▶ [REQUIREMENTS]
Extract every one of the rows below, copying each line without changing a single character.

▶ [DATASET CONTENT]
-- BEGIN --

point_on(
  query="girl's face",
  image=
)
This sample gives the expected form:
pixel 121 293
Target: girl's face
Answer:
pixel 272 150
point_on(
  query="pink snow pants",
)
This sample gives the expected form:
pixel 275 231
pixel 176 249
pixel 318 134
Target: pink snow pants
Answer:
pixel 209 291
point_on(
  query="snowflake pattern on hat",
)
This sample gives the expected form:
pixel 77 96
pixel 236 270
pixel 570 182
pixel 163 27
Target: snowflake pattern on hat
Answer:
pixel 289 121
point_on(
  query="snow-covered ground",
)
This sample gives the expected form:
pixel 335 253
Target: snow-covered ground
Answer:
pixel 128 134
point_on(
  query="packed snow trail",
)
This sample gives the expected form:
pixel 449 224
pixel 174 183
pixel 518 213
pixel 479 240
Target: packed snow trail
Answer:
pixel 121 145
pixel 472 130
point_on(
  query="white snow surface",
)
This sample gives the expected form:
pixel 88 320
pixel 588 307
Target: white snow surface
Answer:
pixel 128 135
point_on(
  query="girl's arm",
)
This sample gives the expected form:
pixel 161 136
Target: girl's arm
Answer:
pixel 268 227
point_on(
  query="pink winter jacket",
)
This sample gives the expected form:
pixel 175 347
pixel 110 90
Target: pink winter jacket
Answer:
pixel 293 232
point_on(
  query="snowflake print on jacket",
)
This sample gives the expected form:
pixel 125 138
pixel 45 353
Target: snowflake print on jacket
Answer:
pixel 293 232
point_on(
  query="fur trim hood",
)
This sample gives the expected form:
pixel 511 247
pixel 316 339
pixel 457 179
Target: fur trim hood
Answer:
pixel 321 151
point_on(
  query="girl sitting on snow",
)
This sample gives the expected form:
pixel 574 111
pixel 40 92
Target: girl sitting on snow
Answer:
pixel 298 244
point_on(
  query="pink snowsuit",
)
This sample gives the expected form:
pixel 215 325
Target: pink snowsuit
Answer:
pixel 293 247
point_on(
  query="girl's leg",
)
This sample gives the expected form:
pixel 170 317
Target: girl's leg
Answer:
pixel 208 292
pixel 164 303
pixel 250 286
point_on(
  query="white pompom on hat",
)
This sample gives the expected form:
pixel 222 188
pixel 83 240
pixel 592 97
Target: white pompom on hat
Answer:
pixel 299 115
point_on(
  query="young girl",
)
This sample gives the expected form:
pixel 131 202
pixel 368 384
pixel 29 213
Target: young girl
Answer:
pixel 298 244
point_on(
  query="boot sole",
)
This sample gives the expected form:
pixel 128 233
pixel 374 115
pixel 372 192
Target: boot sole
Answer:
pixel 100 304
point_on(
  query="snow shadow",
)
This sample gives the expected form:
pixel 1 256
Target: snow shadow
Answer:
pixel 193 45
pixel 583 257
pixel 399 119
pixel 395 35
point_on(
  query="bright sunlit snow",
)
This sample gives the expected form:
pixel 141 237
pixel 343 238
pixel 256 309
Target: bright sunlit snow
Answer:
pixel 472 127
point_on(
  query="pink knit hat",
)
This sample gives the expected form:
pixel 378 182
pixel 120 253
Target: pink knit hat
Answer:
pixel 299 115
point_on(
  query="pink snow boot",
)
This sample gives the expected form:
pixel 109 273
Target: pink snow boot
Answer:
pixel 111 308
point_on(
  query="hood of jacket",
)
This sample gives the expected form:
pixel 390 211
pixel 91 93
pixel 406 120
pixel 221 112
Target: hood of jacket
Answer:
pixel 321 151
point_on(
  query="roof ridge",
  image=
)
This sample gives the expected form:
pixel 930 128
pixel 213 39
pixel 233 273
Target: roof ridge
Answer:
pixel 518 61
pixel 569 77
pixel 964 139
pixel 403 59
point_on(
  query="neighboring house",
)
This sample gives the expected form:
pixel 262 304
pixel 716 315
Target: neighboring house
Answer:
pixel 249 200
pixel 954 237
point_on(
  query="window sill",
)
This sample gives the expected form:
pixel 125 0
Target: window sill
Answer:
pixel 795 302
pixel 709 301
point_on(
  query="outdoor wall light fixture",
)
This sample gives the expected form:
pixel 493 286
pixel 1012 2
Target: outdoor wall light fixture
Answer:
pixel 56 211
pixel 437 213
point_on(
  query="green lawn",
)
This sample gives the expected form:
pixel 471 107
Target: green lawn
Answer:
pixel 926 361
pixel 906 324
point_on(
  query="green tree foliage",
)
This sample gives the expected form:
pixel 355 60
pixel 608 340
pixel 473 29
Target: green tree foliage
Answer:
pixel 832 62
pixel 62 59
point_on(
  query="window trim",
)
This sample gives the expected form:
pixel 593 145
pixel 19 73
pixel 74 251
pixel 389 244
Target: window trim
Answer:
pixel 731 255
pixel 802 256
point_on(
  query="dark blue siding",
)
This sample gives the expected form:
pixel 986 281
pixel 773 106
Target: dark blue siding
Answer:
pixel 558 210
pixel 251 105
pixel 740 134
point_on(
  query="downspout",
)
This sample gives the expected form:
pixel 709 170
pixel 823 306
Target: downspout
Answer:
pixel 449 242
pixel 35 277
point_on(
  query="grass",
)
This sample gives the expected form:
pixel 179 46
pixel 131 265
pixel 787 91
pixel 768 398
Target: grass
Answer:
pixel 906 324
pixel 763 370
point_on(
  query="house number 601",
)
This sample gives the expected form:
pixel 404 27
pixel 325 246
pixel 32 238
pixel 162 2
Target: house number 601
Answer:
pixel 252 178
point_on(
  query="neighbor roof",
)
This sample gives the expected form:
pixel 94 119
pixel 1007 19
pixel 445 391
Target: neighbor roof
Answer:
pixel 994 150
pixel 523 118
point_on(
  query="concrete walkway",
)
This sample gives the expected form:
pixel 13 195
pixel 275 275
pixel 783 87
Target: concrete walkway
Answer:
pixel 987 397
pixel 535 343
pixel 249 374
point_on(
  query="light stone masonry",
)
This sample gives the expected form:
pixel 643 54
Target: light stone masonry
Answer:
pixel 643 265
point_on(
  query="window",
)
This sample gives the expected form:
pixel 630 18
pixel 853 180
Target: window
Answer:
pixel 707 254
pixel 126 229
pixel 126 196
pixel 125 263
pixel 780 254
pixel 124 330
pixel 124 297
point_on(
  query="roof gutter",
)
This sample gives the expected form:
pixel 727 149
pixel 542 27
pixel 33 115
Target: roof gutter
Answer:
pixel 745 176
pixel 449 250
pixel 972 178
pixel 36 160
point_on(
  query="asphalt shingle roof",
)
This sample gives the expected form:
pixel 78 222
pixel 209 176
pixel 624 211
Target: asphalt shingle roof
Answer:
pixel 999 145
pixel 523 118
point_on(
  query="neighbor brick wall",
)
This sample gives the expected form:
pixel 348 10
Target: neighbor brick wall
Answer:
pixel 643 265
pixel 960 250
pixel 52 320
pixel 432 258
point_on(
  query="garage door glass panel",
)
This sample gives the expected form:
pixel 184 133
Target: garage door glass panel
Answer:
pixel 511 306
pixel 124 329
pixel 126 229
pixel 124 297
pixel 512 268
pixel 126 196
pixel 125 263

-- END --

▶ [FULL SOLUTION]
point_on(
  query="girl's face",
  image=
)
This sample gives the expected form:
pixel 121 293
Target: girl's face
Answer:
pixel 272 150
point_on(
  query="pink snow pants",
)
This sample gives the expected form:
pixel 275 231
pixel 176 249
pixel 318 134
Target: pink snow pants
Answer:
pixel 209 291
point_on(
  query="snowflake pattern on hat",
)
This sample gives the expected form:
pixel 77 96
pixel 236 270
pixel 570 182
pixel 163 27
Target: snowflake pattern on hat
Answer:
pixel 289 121
point_on(
  query="snow-covered ground",
)
This sample gives the expected form:
pixel 335 253
Target: snow-covered ground
Answer:
pixel 128 134
point_on(
  query="packed snow trail",
)
This sample gives the expected form:
pixel 449 224
pixel 174 183
pixel 518 213
pixel 479 240
Target: packed snow trail
Answer:
pixel 121 145
pixel 472 130
point_on(
  query="white snow surface",
)
This sample gives the expected form:
pixel 88 320
pixel 588 307
Target: white snow surface
Answer:
pixel 128 135
point_on(
  query="girl's arm",
)
This sample gives the expected form:
pixel 161 136
Target: girl's arm
Answer:
pixel 268 227
point_on(
  query="pink winter jacket",
)
This sample gives the expected form:
pixel 175 347
pixel 110 90
Target: pink winter jacket
Answer:
pixel 293 232
point_on(
  query="snowflake print on jacket",
)
This sample gives the expected form:
pixel 125 138
pixel 45 353
Target: snowflake print on jacket
Answer:
pixel 293 232
point_on(
  query="fur trim hood",
)
This sample gives the expected form:
pixel 511 247
pixel 316 339
pixel 457 179
Target: fur trim hood
Answer:
pixel 321 151
point_on(
  query="girl sitting on snow",
)
This sample gives the expected form:
pixel 574 111
pixel 40 92
Target: girl sitting on snow
Answer:
pixel 298 244
point_on(
  query="pink snowsuit",
)
This sample gives the expected form:
pixel 215 325
Target: pink snowsuit
Answer:
pixel 293 247
point_on(
  query="girl's leg",
)
This sample gives the expected form:
pixel 170 317
Target: girl's leg
Answer:
pixel 208 292
pixel 164 303
pixel 250 286
point_on(
  query="white pompom on hat",
)
This sample gives the expected form:
pixel 222 188
pixel 83 240
pixel 592 97
Target: white pompom on hat
Answer:
pixel 299 115
point_on(
  query="young girl",
)
This sample gives the expected form:
pixel 131 202
pixel 368 384
pixel 29 213
Target: young girl
Answer:
pixel 298 244
point_on(
  query="boot sole",
)
This sample gives the expected form:
pixel 128 233
pixel 374 115
pixel 372 192
Target: boot sole
Answer:
pixel 100 304
point_on(
  query="snow shadow",
)
This sample gives the expected form:
pixel 1 256
Target: snow shadow
Answer:
pixel 193 45
pixel 583 257
pixel 399 119
pixel 395 35
point_on(
  query="bright sunlit snow",
)
This sample gives the expected form:
pixel 141 237
pixel 343 238
pixel 256 309
Target: bright sunlit snow
Answer:
pixel 472 127
point_on(
  query="pink knit hat",
)
This sample gives the expected form:
pixel 378 182
pixel 120 253
Target: pink knit hat
Answer:
pixel 299 115
point_on(
  query="pink snow boot",
)
This sample gives the expected form:
pixel 109 273
Target: pink snow boot
Answer:
pixel 111 308
point_on(
  query="hood of jacket",
)
This sample gives the expected form:
pixel 390 211
pixel 91 93
pixel 406 120
pixel 221 112
Target: hood of jacket
Answer:
pixel 321 151
point_on(
  query="roof ridge",
  image=
)
This sample gives the expected form:
pixel 930 128
pixel 213 39
pixel 233 273
Target: roof ridge
Answer:
pixel 518 61
pixel 569 77
pixel 964 139
pixel 403 59
point_on(
  query="neighboring house",
)
This sample gives the expected form:
pixel 262 304
pixel 716 315
Target: neighboring house
Answer:
pixel 249 200
pixel 954 237
point_on(
  query="window sill",
)
This sample gives the expected form:
pixel 125 0
Target: window sill
Answer:
pixel 795 302
pixel 709 301
point_on(
  query="outdoor wall light fixture",
)
This sample gives the expected form:
pixel 493 286
pixel 1012 2
Target: outdoor wall light fixture
Answer:
pixel 56 211
pixel 437 213
point_on(
  query="green lawn",
)
This sample gives the expected form:
pixel 471 107
Target: green lawn
Answer:
pixel 926 361
pixel 906 324
point_on(
  query="green tree foliage",
)
This sample gives the expected form:
pixel 355 60
pixel 608 340
pixel 473 29
Target: green tree foliage
Answer:
pixel 832 62
pixel 62 59
point_on(
  query="window trim",
)
This sample gives the expected form:
pixel 593 145
pixel 19 73
pixel 74 251
pixel 389 244
Target: window trim
Answer:
pixel 731 255
pixel 802 256
point_on(
  query="dark blue siding",
)
This sample gives the expected form:
pixel 986 281
pixel 773 106
Target: dark blue siding
Answer:
pixel 558 210
pixel 251 105
pixel 740 134
point_on(
  query="downspout",
)
This sample gives the expected form:
pixel 709 170
pixel 823 306
Target: downspout
Answer:
pixel 449 242
pixel 35 277
point_on(
  query="grass",
)
This sample gives the expected form:
pixel 179 46
pixel 131 265
pixel 787 91
pixel 768 398
Target: grass
Answer:
pixel 906 324
pixel 763 370
point_on(
  query="house number 601",
)
This sample gives the expected form:
pixel 404 27
pixel 325 246
pixel 32 238
pixel 162 2
Target: house number 601
Answer:
pixel 252 178
point_on(
  query="neighbor roof",
)
This sample gives the expected form:
pixel 94 119
pixel 1007 19
pixel 445 391
Target: neighbor roof
Answer:
pixel 994 150
pixel 523 118
point_on(
  query="concrete walkway",
)
This sample gives the expected form:
pixel 13 195
pixel 275 275
pixel 783 87
Target: concrete walkway
Answer:
pixel 987 397
pixel 535 343
pixel 249 374
point_on(
  query="light stone masonry",
)
This sample gives the expected form:
pixel 643 54
Target: light stone masonry
Answer:
pixel 643 265
point_on(
  query="window",
)
This sample gives the expected form:
pixel 630 18
pixel 853 180
Target: window
Answer:
pixel 707 254
pixel 126 229
pixel 126 196
pixel 125 263
pixel 780 254
pixel 124 330
pixel 124 297
point_on(
  query="roof gutter",
)
This sample gives the expected form:
pixel 727 149
pixel 542 27
pixel 33 115
Target: roof gutter
Answer:
pixel 745 176
pixel 449 250
pixel 972 178
pixel 36 160
point_on(
  query="asphalt shingle roof",
)
This sample gives the expected form:
pixel 78 222
pixel 209 176
pixel 624 211
Target: asphalt shingle roof
Answer:
pixel 999 145
pixel 523 118
point_on(
  query="neighbor brick wall",
)
This sample gives the expected form:
pixel 348 10
Target: neighbor brick wall
Answer:
pixel 643 265
pixel 960 250
pixel 52 320
pixel 432 258
point_on(
  query="garage door glass panel",
)
This sample gives the expected form:
pixel 184 133
Target: garage door glass panel
Answer:
pixel 511 306
pixel 124 329
pixel 126 229
pixel 124 297
pixel 512 268
pixel 126 196
pixel 125 263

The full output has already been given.